#### Record extracts ####
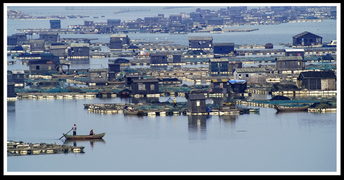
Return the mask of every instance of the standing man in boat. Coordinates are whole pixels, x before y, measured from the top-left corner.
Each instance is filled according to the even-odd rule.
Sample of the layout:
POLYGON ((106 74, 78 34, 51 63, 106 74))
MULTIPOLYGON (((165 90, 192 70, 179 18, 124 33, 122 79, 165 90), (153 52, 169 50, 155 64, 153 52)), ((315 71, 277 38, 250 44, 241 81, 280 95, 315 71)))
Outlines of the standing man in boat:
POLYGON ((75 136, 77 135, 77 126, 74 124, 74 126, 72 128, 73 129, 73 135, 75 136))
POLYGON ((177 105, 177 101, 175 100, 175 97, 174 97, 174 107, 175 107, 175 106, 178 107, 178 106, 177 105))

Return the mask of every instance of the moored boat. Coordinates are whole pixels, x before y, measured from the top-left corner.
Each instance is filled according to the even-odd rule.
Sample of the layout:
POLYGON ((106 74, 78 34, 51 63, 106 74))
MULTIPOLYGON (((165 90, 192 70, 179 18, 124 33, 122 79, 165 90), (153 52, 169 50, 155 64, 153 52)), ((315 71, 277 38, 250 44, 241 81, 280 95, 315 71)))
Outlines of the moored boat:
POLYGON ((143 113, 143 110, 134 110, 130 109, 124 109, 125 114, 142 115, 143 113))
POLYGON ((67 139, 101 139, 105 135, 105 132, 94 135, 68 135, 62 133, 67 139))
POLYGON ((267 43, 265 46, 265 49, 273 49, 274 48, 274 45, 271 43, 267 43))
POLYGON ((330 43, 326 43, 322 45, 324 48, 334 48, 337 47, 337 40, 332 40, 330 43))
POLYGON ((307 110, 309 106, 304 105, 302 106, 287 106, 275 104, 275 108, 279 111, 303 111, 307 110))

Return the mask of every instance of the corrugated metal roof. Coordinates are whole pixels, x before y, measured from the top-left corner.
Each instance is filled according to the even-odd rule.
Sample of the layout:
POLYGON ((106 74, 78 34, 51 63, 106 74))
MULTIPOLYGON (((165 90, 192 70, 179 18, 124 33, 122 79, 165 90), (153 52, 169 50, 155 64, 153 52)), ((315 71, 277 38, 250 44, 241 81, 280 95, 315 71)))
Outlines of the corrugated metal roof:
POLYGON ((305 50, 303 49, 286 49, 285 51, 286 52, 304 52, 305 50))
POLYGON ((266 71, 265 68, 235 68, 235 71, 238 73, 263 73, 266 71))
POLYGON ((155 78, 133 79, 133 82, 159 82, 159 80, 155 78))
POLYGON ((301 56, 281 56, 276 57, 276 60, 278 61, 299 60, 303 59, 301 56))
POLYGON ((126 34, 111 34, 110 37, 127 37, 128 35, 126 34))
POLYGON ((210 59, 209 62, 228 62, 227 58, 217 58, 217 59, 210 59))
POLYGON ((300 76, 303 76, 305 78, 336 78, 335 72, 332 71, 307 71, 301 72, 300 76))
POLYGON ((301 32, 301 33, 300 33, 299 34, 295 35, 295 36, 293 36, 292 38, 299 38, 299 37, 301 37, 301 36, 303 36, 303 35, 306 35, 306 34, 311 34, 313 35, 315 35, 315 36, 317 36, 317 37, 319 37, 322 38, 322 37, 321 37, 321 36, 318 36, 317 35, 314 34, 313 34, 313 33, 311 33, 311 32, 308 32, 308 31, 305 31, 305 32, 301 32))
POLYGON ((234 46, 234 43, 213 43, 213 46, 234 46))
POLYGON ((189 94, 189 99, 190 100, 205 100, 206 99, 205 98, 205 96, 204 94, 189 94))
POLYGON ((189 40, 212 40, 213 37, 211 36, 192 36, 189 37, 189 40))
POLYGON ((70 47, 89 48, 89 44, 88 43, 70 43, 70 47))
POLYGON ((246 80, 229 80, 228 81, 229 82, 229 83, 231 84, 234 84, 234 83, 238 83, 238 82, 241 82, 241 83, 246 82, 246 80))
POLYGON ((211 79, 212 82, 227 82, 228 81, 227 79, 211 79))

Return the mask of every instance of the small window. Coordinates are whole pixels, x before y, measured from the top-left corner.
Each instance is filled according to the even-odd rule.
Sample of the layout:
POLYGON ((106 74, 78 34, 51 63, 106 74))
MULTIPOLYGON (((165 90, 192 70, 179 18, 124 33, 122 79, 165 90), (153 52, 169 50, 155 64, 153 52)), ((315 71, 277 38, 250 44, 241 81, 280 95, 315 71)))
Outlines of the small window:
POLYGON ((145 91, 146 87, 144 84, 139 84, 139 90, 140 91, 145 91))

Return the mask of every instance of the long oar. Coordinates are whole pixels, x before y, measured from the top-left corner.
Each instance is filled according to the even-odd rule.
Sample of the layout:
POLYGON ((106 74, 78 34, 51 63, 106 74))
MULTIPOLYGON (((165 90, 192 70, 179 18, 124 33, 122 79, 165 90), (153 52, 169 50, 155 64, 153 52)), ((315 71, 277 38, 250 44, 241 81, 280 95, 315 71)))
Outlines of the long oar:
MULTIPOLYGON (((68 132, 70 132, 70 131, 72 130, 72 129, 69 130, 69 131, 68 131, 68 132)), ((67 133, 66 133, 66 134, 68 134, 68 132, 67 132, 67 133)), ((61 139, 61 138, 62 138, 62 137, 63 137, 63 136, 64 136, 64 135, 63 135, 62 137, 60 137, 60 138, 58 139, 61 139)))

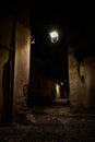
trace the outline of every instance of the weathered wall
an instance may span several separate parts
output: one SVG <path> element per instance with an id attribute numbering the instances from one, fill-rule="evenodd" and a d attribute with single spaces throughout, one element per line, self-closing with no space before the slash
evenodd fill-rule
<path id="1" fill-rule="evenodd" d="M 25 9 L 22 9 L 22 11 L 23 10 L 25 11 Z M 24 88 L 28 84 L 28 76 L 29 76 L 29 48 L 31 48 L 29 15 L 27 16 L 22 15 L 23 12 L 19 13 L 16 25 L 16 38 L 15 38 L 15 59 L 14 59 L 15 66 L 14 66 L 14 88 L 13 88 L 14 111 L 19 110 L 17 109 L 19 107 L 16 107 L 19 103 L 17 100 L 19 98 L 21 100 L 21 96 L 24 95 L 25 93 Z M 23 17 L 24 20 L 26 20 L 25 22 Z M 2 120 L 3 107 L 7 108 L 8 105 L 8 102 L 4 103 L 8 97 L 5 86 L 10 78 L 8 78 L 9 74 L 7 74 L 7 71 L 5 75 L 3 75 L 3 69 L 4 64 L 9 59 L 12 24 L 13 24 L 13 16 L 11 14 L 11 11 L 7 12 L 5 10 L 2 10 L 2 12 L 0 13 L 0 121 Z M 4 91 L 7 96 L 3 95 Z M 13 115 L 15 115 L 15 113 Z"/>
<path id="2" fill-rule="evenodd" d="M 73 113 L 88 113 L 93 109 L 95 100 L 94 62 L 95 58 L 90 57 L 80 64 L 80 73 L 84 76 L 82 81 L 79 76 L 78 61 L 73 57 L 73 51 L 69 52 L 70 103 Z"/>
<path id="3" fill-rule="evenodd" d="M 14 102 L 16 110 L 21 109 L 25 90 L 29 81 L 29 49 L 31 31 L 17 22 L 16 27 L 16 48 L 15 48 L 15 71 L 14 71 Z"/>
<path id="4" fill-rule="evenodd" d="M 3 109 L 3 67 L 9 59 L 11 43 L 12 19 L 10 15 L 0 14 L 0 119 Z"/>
####
- [Problem description]: Render the stretch of the records that opens with the line containing "Return the mask of every instance of the moored" and closes with the line containing "POLYGON ((267 43, 265", both lines included, as a Markdown table with the columns Row and Line text. Number each line in Row, and leave out any blank lines.

- [Problem solution]:
| Row | Line text |
|---|---|
| 1 | Return the mask of every instance of the moored boat. Coordinates are whole pixels, x before y, measured from the top-left corner. |
| 2 | Each instance is filled according to the even-odd rule. |
| 3 | Sample of the layout: |
| 4 | POLYGON ((106 74, 78 34, 51 63, 106 74)) |
| 5 | MULTIPOLYGON (((165 90, 192 70, 179 18, 124 33, 122 79, 165 90), (153 52, 169 50, 155 64, 153 52)), ((315 71, 277 38, 250 44, 241 81, 280 95, 315 71))) |
| 6 | Outlines of the moored boat: |
| 7 | POLYGON ((143 113, 143 110, 134 110, 130 109, 124 109, 125 114, 142 115, 143 113)) |
| 8 | POLYGON ((67 139, 101 139, 105 135, 105 132, 94 135, 68 135, 62 133, 67 139)) |
| 9 | POLYGON ((267 43, 265 46, 265 49, 273 49, 274 48, 274 45, 271 43, 267 43)) |